>> Begin TEXT PASSAGE

After our great snow storm turned our roads into ice rinks for a few days, I made a trip to West Marine to look over their inventory and a trip to Rockler to pick up T-88 and Titebond 3.

On West Marine: West Marine is a fun store if you have one near you.  Pricing is a little higher than Jamestown Distributors for most of the epoxies / adhesives, but I wish I would have seen their pricing on stainless steel screws before I purchased mine - they have about the lowest pricing around on those.  

On Rockler: Fair pricing, nice people.  They do have some nice wood including White Oak - but it is marked up quite a bit from the lumber yard. Good to know they have it in case I get in a pinch. A ton of just awesome woodworking gear. They also carry West System epoxy - but it is also slightly higher than Jamestown Distributors.

On Epoxies and Finishes: I ended up purchasing all my epoxies last night from Jamestown Distributors.  Going with 105/207 epoxy coated with Z-Spar Flagship for the sides, and 105/206/423 Graphite for the bottom. I am using the 206 for the bottom because it is a little less expensive than the 207.  The 207 dries ultra clear, which isn't going to matter on the bottom once I add the 423 Graphite. I will be using 3M5200 for bedding compound and 3M4200 for behind the chine battens.  

Rib Assembly Nearly Complete: Over the weekend, I sanded down the ribs really thoroughly, and assembled them together.  I used Titebond 3 as the adhesive and #8 stainless steel screws ran through pilot holes.  I did end up cracking one rib pretty badly - so I will have to fabricate a new one.  I think the relative humidity is so low here in the winter the wood is more easily cracked, especially since it is a little cool in the garage. For wood that needs to be bent I will start bringing it indoors where it is a little warmer and higher humidity a few days beforehand - hopefully that will help.

I may have to slow my progress a little as the plywood isn't going to be in for a while - but there is still a lot of work to do in the meantime getting the chines/rails fabricated. 

Here are a few progress pictures of the ribs - prior to sanding off the Titebond glue residue.  I was pretty diligent about wiping off as much glue as possible, so all that is left is a light residue film.  I brought them indoors to let the glue cure for a few days at room temperature.

Looks like fun!  I had started my build with West System epoxies, but found they are way too expensive for what you get.  I ended up getting all of my resins and glass from Raka.  Good prices, quick to ship and show up. 

It seems you are going for the traditional open drift boat design and not a decked out whitewater dory like I am building.  This obviously makes a difference in the amount of glass and epoxy you need in the end.

>> End TEXT PASSAGE
>> Begin STORED ROWS

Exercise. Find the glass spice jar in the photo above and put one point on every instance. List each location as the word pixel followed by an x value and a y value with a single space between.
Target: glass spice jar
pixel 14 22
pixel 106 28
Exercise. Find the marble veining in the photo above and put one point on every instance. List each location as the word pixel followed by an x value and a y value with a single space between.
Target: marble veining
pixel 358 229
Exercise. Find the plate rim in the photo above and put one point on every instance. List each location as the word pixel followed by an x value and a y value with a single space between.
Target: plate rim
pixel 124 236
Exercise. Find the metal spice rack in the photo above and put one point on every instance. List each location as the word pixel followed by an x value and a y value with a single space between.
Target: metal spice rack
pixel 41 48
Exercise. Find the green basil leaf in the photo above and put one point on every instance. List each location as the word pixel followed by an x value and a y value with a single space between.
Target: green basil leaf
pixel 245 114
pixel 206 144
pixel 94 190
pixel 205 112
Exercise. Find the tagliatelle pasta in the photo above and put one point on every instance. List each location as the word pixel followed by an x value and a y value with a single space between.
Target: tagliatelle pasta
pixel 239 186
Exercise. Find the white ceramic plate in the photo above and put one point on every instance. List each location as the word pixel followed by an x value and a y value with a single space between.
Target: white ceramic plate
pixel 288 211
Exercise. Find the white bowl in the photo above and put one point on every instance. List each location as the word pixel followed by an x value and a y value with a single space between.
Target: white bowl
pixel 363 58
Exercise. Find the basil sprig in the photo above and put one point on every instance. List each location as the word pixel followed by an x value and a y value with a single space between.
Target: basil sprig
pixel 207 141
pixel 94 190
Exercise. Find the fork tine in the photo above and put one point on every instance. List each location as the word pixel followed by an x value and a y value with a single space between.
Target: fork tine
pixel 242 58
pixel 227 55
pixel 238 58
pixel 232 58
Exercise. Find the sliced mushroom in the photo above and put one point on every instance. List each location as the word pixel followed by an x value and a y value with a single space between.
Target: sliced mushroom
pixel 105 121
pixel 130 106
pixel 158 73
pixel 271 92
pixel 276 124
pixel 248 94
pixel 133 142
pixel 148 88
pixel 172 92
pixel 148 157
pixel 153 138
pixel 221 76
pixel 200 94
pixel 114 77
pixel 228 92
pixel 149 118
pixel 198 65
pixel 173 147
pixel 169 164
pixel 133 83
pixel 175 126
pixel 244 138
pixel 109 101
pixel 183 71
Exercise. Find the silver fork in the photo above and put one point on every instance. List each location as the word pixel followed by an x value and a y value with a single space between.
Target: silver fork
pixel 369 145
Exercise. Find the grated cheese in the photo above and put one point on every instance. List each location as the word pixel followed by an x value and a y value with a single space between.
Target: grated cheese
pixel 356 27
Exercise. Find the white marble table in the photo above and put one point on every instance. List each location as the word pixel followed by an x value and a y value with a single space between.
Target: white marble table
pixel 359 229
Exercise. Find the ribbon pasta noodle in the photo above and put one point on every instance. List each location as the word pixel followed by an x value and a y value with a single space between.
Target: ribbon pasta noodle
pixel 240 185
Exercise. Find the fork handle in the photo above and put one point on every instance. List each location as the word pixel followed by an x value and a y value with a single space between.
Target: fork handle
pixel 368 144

>> End STORED ROWS

◆ PROMPT 1:
In the boat-building post, rewrite the portion starting with "After our great" and going on through "than Jamestown Distributors.", changing "nice" to "good".
◆ PROMPT 2:
Summarize the boat-building post in three sentences.

◆ SOLUTION 1:
After our great snow storm turned our roads into ice rinks for a few days, I made a trip to West Marine to look over their inventory and a trip to Rockler to pick up T-88 and Titebond 3.

On West Marine: West Marine is a fun store if you have one near you.  Pricing is a little higher than Jamestown Distributors for most of the epoxies / adhesives, but I wish I would have seen their pricing on stainless steel screws before I purchased mine - they have about the lowest pricing around on those.  

On Rockler: Fair pricing, good people.  They do have some good wood including White Oak - but it is marked up quite a bit from the lumber yard. Good to know they have it in case I get in a pinch. A ton of just awesome woodworking gear. They also carry West System epoxy - but it is also slightly higher than Jamestown Distributors.

◆ SOLUTION 2:
The writer visited West Marine and Rockler and compared their prices with those of Jamestown Distributors. The writer then bought all the epoxies from Jamestown Distributors: 105/207 coated with Z-Spar Flagship for the sides and 105/206/423 Graphite for the bottom. The ribs were sanded and assembled with Titebond 3 and #8 stainless steel screws, though one cracked badly and must be remade, and a commenter reports switching from West System epoxies to Raka for better prices and notes that the open drift boat design, unlike the commenter's decked whitewater dory, affects how much glass and epoxy is needed.